* _What you are asked to do_
Reproduce the listing below word for word, omitting the pictures.

* _Dataset excerpts_
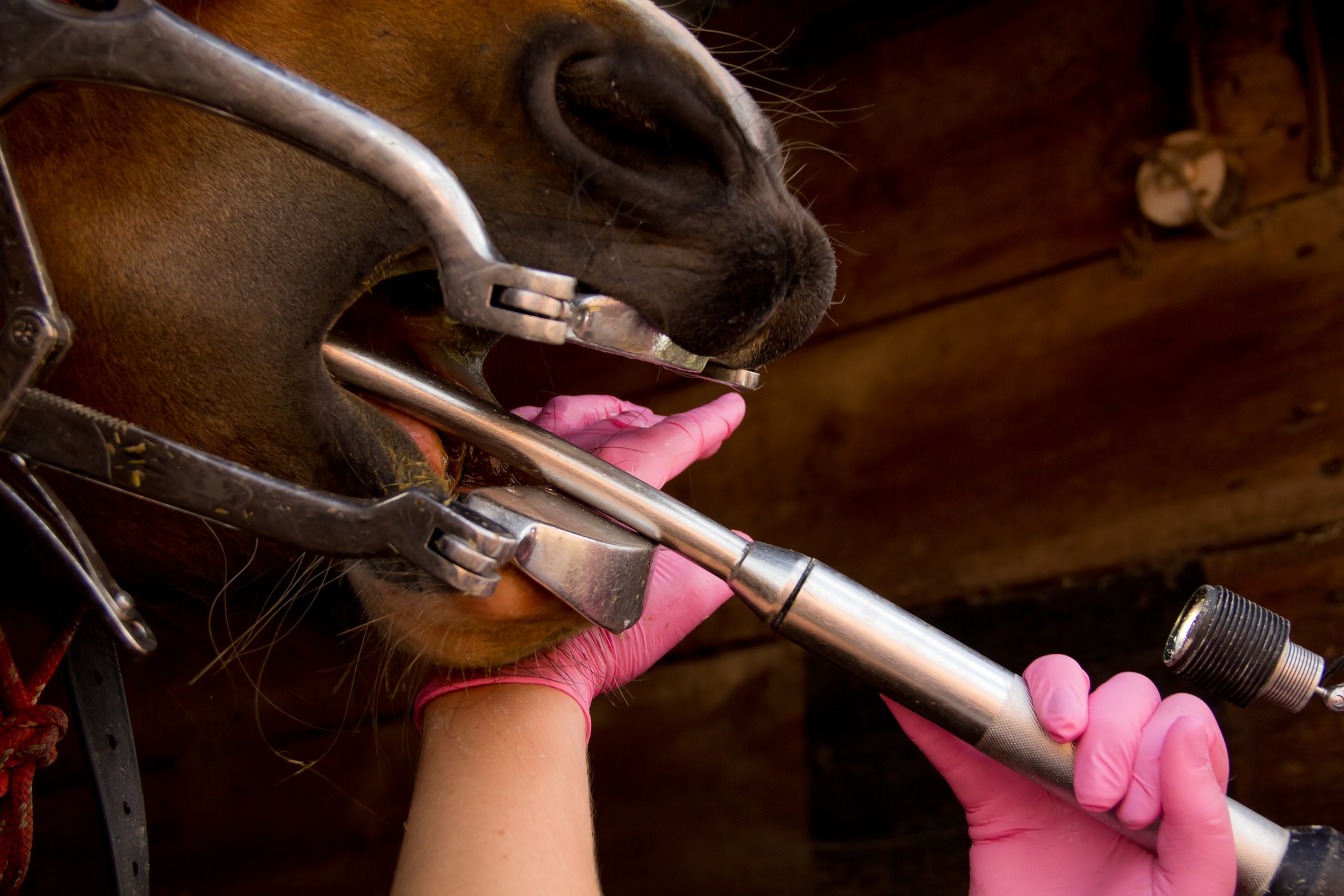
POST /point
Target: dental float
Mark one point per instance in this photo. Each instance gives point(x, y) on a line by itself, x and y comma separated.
point(596, 566)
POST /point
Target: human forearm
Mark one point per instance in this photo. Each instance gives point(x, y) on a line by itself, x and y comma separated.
point(502, 798)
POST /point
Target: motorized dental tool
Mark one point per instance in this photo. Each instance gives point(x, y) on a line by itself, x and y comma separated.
point(831, 615)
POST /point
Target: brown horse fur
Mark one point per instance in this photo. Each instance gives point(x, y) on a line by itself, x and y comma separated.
point(203, 264)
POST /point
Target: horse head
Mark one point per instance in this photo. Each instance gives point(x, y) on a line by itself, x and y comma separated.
point(205, 264)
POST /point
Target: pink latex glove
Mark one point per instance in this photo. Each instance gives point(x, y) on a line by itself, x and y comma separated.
point(1139, 754)
point(681, 596)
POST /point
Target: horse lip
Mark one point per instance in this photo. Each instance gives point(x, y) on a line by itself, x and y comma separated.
point(424, 336)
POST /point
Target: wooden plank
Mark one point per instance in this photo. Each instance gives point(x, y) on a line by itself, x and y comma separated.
point(1003, 139)
point(1082, 421)
point(699, 779)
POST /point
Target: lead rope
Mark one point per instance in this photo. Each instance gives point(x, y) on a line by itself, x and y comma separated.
point(29, 735)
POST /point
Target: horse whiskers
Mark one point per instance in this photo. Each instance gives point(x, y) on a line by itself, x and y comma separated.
point(293, 585)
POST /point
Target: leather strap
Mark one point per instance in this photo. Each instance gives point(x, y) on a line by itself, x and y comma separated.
point(98, 700)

* _Expected answer_
POST /point
Target: dental float
Mark one point per instance in this photo. Each instance gives point(x, y) on a line by itself, x and y comma separated.
point(596, 566)
POST /point
Target: human forearm
Mark one point per instance in this photo. Each instance gives point(x, y) on a line by itself, x and y comma separated.
point(502, 798)
POST /point
Target: motorized dental tool
Mark one point per instance in this photo. Each instance gives point(x, y) on a line by itself, x and y comma separated.
point(831, 615)
POST /point
Target: brown horse fur
Mark one point per instance in this photo. Each instance gives point(x, y) on a line by itself, x and y comma separated.
point(203, 264)
POST /point
Target: horse head
Mark one point per instance in this photo. Each instance gives point(x, y) on a line by itself, x and y comma separated.
point(205, 264)
POST /point
Target: pink latex glove
Mark one point per instance in this photo. Each instance gives point(x, y) on a line by itself, x and y comma separated.
point(1139, 754)
point(681, 596)
POST /point
Target: horse lip
Mark one point per instance in this photo. Each instance gives point(x, y) on a line by itself, x and y comma separated.
point(424, 336)
POST /point
Target: wooden plank
Mark one point per instance in this photo. Each instance gives point(x, y) on a line by itself, x and y comma separated.
point(1003, 139)
point(1082, 421)
point(699, 779)
POST /point
Target: lead rope
Mark one point per instance in this photo. Each instance gives point(x, y) on a line by itself, x and y comma separated.
point(29, 735)
POST /point
Target: horse whiskers
Mark one point per instance in this photo. Each instance gives point(x, y) on a line by itself, x and y comma separated.
point(293, 585)
POST /point
Target: leather strap
Mark one point per instance in this photo. Each instance gives point(x, y) on a line by itself, x and y comma separated.
point(98, 700)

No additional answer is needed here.